** start Records to process **

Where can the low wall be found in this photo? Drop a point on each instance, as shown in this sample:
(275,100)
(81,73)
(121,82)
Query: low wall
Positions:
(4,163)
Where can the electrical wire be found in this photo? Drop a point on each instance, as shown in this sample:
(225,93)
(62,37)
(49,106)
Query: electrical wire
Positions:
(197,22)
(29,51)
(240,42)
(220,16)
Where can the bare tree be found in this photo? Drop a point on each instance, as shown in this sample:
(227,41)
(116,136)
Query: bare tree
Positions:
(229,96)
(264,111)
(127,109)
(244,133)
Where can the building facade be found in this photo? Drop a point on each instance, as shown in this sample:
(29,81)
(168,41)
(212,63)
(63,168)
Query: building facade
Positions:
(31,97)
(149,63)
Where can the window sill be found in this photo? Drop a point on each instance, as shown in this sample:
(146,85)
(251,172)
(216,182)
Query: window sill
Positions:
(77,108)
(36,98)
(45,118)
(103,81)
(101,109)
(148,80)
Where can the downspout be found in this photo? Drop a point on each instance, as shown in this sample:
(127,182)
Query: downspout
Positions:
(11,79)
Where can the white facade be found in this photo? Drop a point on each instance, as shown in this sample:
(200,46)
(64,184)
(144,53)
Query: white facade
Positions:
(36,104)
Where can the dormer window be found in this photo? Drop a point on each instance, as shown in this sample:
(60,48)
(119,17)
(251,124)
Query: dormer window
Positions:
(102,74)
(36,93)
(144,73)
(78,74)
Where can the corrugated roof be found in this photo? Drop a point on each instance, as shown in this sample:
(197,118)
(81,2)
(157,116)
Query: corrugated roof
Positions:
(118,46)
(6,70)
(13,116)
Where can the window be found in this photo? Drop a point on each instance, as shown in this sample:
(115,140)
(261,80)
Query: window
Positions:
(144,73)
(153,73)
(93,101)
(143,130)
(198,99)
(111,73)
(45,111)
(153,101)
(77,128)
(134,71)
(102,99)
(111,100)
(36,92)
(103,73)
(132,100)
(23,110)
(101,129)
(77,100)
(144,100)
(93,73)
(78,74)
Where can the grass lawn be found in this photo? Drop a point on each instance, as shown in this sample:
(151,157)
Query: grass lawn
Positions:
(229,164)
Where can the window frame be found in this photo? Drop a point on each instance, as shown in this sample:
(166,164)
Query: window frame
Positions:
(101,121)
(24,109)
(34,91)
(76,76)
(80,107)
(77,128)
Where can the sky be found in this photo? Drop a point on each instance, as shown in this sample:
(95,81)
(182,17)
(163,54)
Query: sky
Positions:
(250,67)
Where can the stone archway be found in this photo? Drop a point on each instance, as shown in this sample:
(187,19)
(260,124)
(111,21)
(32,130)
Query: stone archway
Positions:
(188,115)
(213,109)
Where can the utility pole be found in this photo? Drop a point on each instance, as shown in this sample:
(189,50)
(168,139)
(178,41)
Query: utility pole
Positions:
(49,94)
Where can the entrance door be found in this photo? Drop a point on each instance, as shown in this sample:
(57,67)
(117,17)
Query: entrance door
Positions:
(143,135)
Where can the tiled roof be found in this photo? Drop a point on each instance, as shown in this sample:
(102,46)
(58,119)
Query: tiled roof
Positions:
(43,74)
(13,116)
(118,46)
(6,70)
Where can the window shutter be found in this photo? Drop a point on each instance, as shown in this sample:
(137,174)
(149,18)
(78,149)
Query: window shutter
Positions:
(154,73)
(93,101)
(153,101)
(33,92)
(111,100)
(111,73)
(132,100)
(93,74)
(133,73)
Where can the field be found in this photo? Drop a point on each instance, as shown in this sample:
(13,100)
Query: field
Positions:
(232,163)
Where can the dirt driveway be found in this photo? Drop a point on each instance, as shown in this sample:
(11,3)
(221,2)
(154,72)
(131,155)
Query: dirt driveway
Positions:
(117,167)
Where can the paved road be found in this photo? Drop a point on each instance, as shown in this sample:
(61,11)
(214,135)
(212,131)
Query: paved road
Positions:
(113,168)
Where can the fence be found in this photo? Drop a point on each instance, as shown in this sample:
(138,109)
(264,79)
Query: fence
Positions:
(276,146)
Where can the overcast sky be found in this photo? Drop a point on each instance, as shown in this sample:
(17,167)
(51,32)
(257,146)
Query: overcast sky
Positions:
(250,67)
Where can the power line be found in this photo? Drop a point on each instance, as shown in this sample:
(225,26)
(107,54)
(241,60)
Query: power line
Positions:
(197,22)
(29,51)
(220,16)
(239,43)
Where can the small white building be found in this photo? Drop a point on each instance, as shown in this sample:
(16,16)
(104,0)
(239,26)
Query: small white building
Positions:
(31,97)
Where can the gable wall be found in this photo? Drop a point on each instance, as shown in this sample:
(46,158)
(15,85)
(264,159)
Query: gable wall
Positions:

** end Records to process **

Copy each entry exactly, with nothing added or dropped.

[Task solution]
Where can the low wall be found in this photo? Drop a point on each instance, as shown in this sample:
(275,100)
(81,73)
(121,82)
Query: low wall
Positions:
(4,163)
Where can the electrical wire be found in this photo? Drop a point on each instance, as shown in this sample:
(225,93)
(62,37)
(49,106)
Query: electrical wire
Positions:
(197,22)
(29,51)
(240,42)
(220,16)
Where can the bare tree be found in this photo? Drop a point on each instance, as shown in this sample:
(227,41)
(116,136)
Query: bare tree
Positions:
(229,96)
(264,111)
(127,109)
(244,133)
Where can the building facade be found in this photo? Drop a point on each instance, as shown in this sample:
(29,81)
(168,41)
(212,63)
(63,168)
Query: building facade
Positions:
(31,97)
(149,63)
Where can the window sill be found in this photo? Drop a point on each instance, as shown in this sample:
(146,85)
(251,172)
(216,182)
Query: window sill
Positions:
(77,108)
(36,98)
(45,118)
(103,81)
(101,109)
(148,80)
Where can the downspout be found in this photo? Drop a point on each instance, as shown in this sample:
(127,182)
Query: downspout
Positions:
(11,79)
Where can the white facade be found in this photo? Drop a point on each instance, as shown in this sample:
(200,46)
(64,184)
(144,53)
Query: white facade
Positions:
(36,104)
Where can the dormer window be found in this photo? Drop a point on each instance, as shown in this sample:
(60,48)
(119,17)
(251,124)
Query: dormer window
Positions:
(102,74)
(36,93)
(144,73)
(78,74)
Where can the corrugated roof be found in this photo? Drop a point on each instance, as shown in this sample:
(197,118)
(81,2)
(157,116)
Query: corrugated roof
Positions:
(118,46)
(6,70)
(13,116)
Where can the window be found in this photo? Drop a point on each instance, as shown in this sample:
(115,140)
(261,80)
Query: window
Positions:
(144,73)
(153,73)
(93,101)
(143,130)
(198,99)
(111,73)
(45,111)
(153,101)
(77,128)
(134,71)
(102,99)
(111,100)
(36,92)
(103,73)
(132,100)
(23,110)
(101,129)
(77,100)
(144,100)
(93,73)
(78,74)
Where can the grass lawn be found in this photo? Drop a point on each instance, as shown in this sample:
(151,157)
Query: grass lawn
Positions:
(229,164)
Where can the window frame be found in this photo? Drop a point on each instance, as shown in this sample:
(166,164)
Query: window frame
Positions:
(101,121)
(24,109)
(34,91)
(76,76)
(80,107)
(77,128)
Where can the sky be found in this photo? Drop a point on each instance, as shown in this sample:
(95,81)
(182,17)
(163,54)
Query: sky
Positions:
(250,67)
Where can the stone archway be found in this photo? Drop a point on each instance, as shown in this sample:
(187,19)
(260,124)
(111,21)
(32,130)
Query: stone archway
Positions:
(188,115)
(213,109)
Where can the utility pole be found in this photo? Drop a point on each instance, as shown in this sample:
(189,50)
(168,139)
(178,41)
Query: utility pole
Positions:
(49,94)
Where can the entrance door be found in this photo? Drop a point on each instance, as shown in this sample:
(57,67)
(117,17)
Query: entrance door
Positions:
(143,135)
Where can the tiled roof be found in this photo? Drop a point on each instance, as shown in this sample:
(102,46)
(58,119)
Query: tiled roof
Positions:
(43,74)
(13,116)
(118,46)
(6,70)
Where can the window shutter be found in this photo? Drop a point on each instance, as shown in this sample:
(137,174)
(149,18)
(78,149)
Query: window shutter
Positions:
(154,73)
(93,101)
(153,101)
(33,92)
(111,100)
(111,73)
(132,100)
(93,74)
(133,73)
Where can the field be found in this photo? Drop a point on each instance, as shown in this sample:
(13,100)
Query: field
Positions:
(232,163)
Where can the dirt driveway be found in this photo? Drop a point on each instance, as shown in this sample:
(11,3)
(221,2)
(154,72)
(131,155)
Query: dirt driveway
Positions:
(117,167)
Where can the paved road be found in this photo? Drop a point on each instance, as shown in this sample:
(61,11)
(214,135)
(212,131)
Query: paved road
Positions:
(113,168)
Where can the fence be found in this photo? Drop a point on each instance, as shown in this sample:
(138,109)
(264,79)
Query: fence
Positions:
(276,146)
Where can the overcast sky be found in this photo? Drop a point on each instance, as shown in this sample:
(17,167)
(51,32)
(257,146)
Query: overcast sky
Positions:
(250,67)
Where can the power line be found in this photo? Drop a point on each instance, as shown in this sample:
(225,26)
(107,54)
(241,60)
Query: power line
Positions:
(197,22)
(29,51)
(220,16)
(239,43)
Where can the small white building be found in this photo? Drop a point on each instance, as shown in this sample:
(16,16)
(104,0)
(239,26)
Query: small white building
Positions:
(31,97)
Where can the gable wall be found in this photo? Drop a point on each instance, as shown in this sample:
(46,158)
(15,85)
(264,159)
Query: gable wall
Positions:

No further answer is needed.